WHAT TO DO:
Reproduce the records below, changing "one element per line" to "each on its own line" wherever it occurs and leaving everything else untouched.
====== PROVIDED DATA ======
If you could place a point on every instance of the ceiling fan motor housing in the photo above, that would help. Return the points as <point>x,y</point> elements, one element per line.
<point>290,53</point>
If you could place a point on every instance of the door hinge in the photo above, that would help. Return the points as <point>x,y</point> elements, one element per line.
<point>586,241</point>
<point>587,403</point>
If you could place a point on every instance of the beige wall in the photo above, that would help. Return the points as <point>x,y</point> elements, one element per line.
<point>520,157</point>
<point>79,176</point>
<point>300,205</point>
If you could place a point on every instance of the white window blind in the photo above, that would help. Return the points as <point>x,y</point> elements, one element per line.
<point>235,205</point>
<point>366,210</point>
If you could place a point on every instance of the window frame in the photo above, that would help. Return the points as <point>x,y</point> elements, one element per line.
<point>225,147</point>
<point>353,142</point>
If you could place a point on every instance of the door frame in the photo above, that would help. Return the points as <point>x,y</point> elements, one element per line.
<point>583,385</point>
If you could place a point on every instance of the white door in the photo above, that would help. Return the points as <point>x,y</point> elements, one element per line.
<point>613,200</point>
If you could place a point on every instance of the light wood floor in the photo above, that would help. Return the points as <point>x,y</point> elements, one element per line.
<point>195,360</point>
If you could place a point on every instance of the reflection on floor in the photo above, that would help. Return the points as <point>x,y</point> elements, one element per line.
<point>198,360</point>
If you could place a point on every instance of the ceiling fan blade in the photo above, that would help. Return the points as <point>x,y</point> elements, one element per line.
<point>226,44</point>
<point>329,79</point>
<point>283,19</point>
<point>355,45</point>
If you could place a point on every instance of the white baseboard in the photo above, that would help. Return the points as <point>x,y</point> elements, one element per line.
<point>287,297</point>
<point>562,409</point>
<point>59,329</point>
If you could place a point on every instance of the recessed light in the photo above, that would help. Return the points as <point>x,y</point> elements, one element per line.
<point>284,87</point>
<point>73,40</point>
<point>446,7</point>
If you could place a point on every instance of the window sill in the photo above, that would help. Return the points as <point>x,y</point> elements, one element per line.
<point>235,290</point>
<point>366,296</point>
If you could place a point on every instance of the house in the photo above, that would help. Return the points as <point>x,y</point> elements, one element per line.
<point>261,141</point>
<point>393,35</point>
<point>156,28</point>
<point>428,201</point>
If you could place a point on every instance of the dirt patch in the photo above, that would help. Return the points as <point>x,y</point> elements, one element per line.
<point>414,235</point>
======
RESULT:
If you could place a point on every instance of the ceiling fan motor housing in the photo above, that would help. Return the points as <point>x,y</point> elements, each on its own line.
<point>290,53</point>
If you could place a point on every instance of the door hinge in the photo above, that would help. Return the points as <point>x,y</point> elements, each on its own line.
<point>586,241</point>
<point>587,403</point>
If you could place a point on every instance of the beige wall in the photo above, that would help. Return the points as <point>x,y</point> elements, each on its own line.
<point>520,157</point>
<point>79,176</point>
<point>300,205</point>
If you could place a point on every instance of the white window blind in the photo above, that would help. Return the points as <point>x,y</point> elements, each on its own line.
<point>235,205</point>
<point>366,210</point>
If you could place a point on every instance of the window frame in the photo above, that would help. Return the points as <point>x,y</point> elements, each on its own line.
<point>225,147</point>
<point>353,142</point>
If you could place a point on every instance of the door frame in the photo above, that would help. Return the points as <point>x,y</point> elements, each on its own line.
<point>583,385</point>
If you could place a point on every instance of the white door in the photo above, that would help. Return the points as <point>x,y</point> elements, each on its own line.
<point>613,200</point>
If you could place a point on every instance of the light wood floor in the photo above, that would help. Return the points as <point>x,y</point> elements, each on its own line.
<point>195,360</point>
If you could place a point on every instance of the reflection on floor in the photo above, that would help. Return the points as <point>x,y</point> elements, each on its own line.
<point>198,360</point>
If you could place a point on every instance of the ceiling fan blade in the photo above, that would help. Return the points as <point>x,y</point> elements, each on its own line.
<point>226,44</point>
<point>329,79</point>
<point>283,19</point>
<point>355,45</point>
If you could place a point on every instance of the white baseboard in the photo above, that would help. Return the points as <point>x,y</point> elements, each on its own line.
<point>287,297</point>
<point>562,409</point>
<point>59,329</point>
If you could place a point on every instance of the recessed light in the photo above, that would help. Return the points as <point>x,y</point> elements, each on its own line.
<point>284,87</point>
<point>73,40</point>
<point>446,7</point>
If you could place a point on every instance of the window sill in the photo above, that would help. Return the points as <point>x,y</point> elements, each on its own line.
<point>235,290</point>
<point>366,296</point>
If you could place a point on every instance of the house in the photo above, that would help. Return the points as <point>x,y</point> elements, each on its own line.
<point>261,141</point>
<point>393,35</point>
<point>156,28</point>
<point>428,201</point>
If you could place a point on every instance of the dirt patch in the photo above, that would help. Return the points as <point>x,y</point> elements, each on its own line.
<point>414,235</point>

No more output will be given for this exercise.